* [What this task involves]: Please write out the complete listing that follows, exactly as it reads.

Object pointing dataset rows:

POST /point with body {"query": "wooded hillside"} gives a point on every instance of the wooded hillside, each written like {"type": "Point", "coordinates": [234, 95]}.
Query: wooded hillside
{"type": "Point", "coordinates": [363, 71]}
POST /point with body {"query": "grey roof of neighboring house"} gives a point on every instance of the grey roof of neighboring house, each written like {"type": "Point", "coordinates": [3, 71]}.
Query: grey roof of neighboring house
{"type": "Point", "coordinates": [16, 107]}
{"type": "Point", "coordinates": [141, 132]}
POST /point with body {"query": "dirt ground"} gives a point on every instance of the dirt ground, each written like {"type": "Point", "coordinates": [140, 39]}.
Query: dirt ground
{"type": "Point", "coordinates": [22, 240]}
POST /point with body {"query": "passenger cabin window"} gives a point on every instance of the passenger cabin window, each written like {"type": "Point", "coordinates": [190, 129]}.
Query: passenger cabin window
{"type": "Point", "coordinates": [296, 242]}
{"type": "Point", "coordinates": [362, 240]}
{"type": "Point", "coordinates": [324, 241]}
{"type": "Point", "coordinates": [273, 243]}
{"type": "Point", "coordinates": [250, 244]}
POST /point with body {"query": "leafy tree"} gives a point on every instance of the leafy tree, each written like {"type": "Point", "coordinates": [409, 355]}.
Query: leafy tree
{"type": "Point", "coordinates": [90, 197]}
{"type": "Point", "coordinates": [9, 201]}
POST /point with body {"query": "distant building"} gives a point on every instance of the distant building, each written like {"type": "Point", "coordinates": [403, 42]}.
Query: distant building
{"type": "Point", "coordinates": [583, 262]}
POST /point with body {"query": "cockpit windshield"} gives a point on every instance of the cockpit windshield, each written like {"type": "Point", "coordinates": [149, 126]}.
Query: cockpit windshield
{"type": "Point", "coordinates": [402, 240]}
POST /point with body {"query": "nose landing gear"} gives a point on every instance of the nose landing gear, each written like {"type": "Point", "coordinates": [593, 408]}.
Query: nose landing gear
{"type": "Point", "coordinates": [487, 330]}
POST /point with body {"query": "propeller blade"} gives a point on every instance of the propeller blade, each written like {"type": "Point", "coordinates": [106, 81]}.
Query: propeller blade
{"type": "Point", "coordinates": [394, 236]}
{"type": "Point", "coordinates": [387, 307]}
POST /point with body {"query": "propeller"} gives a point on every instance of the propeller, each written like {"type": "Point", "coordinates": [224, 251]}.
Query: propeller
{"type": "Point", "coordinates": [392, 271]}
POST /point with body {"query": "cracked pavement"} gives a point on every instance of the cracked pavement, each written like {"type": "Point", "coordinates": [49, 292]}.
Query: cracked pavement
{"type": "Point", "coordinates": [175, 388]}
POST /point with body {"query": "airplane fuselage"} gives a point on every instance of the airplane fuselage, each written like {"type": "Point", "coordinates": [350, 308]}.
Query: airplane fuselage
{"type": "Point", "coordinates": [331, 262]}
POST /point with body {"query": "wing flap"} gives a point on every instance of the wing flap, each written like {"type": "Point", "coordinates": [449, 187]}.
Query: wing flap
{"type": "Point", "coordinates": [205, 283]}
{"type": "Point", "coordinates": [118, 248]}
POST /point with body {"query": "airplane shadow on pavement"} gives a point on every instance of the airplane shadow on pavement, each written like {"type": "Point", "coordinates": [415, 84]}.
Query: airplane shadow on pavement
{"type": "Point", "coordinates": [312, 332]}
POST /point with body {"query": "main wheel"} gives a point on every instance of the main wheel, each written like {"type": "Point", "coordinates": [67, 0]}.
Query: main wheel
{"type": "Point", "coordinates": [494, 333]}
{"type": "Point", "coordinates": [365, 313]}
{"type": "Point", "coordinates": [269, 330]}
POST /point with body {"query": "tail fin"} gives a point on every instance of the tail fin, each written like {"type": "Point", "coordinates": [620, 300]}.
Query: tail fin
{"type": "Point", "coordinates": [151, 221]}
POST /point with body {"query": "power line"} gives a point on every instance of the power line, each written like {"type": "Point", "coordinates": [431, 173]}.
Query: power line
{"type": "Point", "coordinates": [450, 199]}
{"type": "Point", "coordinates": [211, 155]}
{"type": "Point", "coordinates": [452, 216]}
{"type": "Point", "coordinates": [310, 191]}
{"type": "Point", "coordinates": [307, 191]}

* [Written answer]:
POST /point with body {"query": "wooded hillside"} gives a point on every instance of the wooded hillside, each written like {"type": "Point", "coordinates": [234, 95]}.
Query: wooded hillside
{"type": "Point", "coordinates": [363, 71]}
POST /point with body {"query": "grey roof of neighboring house"} gives a point on every instance of the grey roof of neighboring house, each written like {"type": "Point", "coordinates": [3, 71]}.
Query: grey roof of neighboring house
{"type": "Point", "coordinates": [16, 107]}
{"type": "Point", "coordinates": [141, 132]}
POST /point with body {"query": "dirt ground"} gives a point on every instance of the dirt ground, each written like {"type": "Point", "coordinates": [140, 39]}.
Query: dirt ground
{"type": "Point", "coordinates": [22, 240]}
POST /point with body {"query": "passenger cabin window"} gives a point on every instance of the passenger cabin window, each written like {"type": "Point", "coordinates": [190, 129]}.
Query: passenger cabin window
{"type": "Point", "coordinates": [296, 242]}
{"type": "Point", "coordinates": [362, 240]}
{"type": "Point", "coordinates": [324, 241]}
{"type": "Point", "coordinates": [273, 243]}
{"type": "Point", "coordinates": [250, 244]}
POST /point with body {"query": "leafy tree"} gives a point on every instance of the leafy tree, each written like {"type": "Point", "coordinates": [409, 355]}.
Query: leafy tree
{"type": "Point", "coordinates": [90, 197]}
{"type": "Point", "coordinates": [9, 201]}
POST /point with body {"query": "distant building"} gives a point on every instance of the distant building, each written like {"type": "Point", "coordinates": [403, 42]}.
Query: distant building
{"type": "Point", "coordinates": [583, 262]}
POST /point with body {"query": "cockpit windshield"} gives a point on every instance of the cockpit windshield, each written like {"type": "Point", "coordinates": [149, 126]}.
Query: cockpit windshield
{"type": "Point", "coordinates": [402, 240]}
POST /point with body {"query": "nose landing gear"} gives a point on every instance of the nose landing gear, each written like {"type": "Point", "coordinates": [593, 408]}.
Query: nose landing gear
{"type": "Point", "coordinates": [487, 330]}
POST /point with body {"query": "propeller blade"} gives a point on every instance of the propeller blade, each written like {"type": "Point", "coordinates": [106, 81]}.
Query: propeller blade
{"type": "Point", "coordinates": [394, 236]}
{"type": "Point", "coordinates": [387, 307]}
POST /point with body {"query": "propeller"} gives a point on every instance of the propeller, each written like {"type": "Point", "coordinates": [224, 251]}.
Query: propeller
{"type": "Point", "coordinates": [392, 271]}
POST /point with body {"query": "cracked pavement"} gives a point on every instance of the cracked pavement, each written like {"type": "Point", "coordinates": [49, 292]}.
Query: cracked pavement
{"type": "Point", "coordinates": [175, 388]}
POST /point with body {"query": "airplane fuselage"} gives a point on every instance of the airplane fuselage, each written like {"type": "Point", "coordinates": [350, 308]}.
Query: airplane fuselage
{"type": "Point", "coordinates": [331, 262]}
POST /point with body {"query": "wing flap"} gives a point on every instance of the wing flap, each written like {"type": "Point", "coordinates": [449, 187]}.
Query: wing flap
{"type": "Point", "coordinates": [205, 283]}
{"type": "Point", "coordinates": [118, 248]}
POST /point with body {"query": "airplane shadow on pavement"} gives a point on every instance of the airplane shadow on pavement, each written like {"type": "Point", "coordinates": [415, 84]}.
Query: airplane shadow on pavement
{"type": "Point", "coordinates": [312, 332]}
POST /point with body {"query": "main wheel"} gives a point on every instance of the main wheel, each written like {"type": "Point", "coordinates": [67, 0]}.
Query: main wheel
{"type": "Point", "coordinates": [494, 333]}
{"type": "Point", "coordinates": [365, 313]}
{"type": "Point", "coordinates": [269, 330]}
POST /point with body {"query": "tail fin"} gives a point on every instance of the tail fin, each written like {"type": "Point", "coordinates": [620, 300]}.
Query: tail fin
{"type": "Point", "coordinates": [151, 221]}
POST /point with body {"query": "power line"} gives a point on every instance of the power line, each written like {"type": "Point", "coordinates": [431, 173]}.
Query: power line
{"type": "Point", "coordinates": [450, 199]}
{"type": "Point", "coordinates": [211, 155]}
{"type": "Point", "coordinates": [452, 216]}
{"type": "Point", "coordinates": [310, 191]}
{"type": "Point", "coordinates": [307, 191]}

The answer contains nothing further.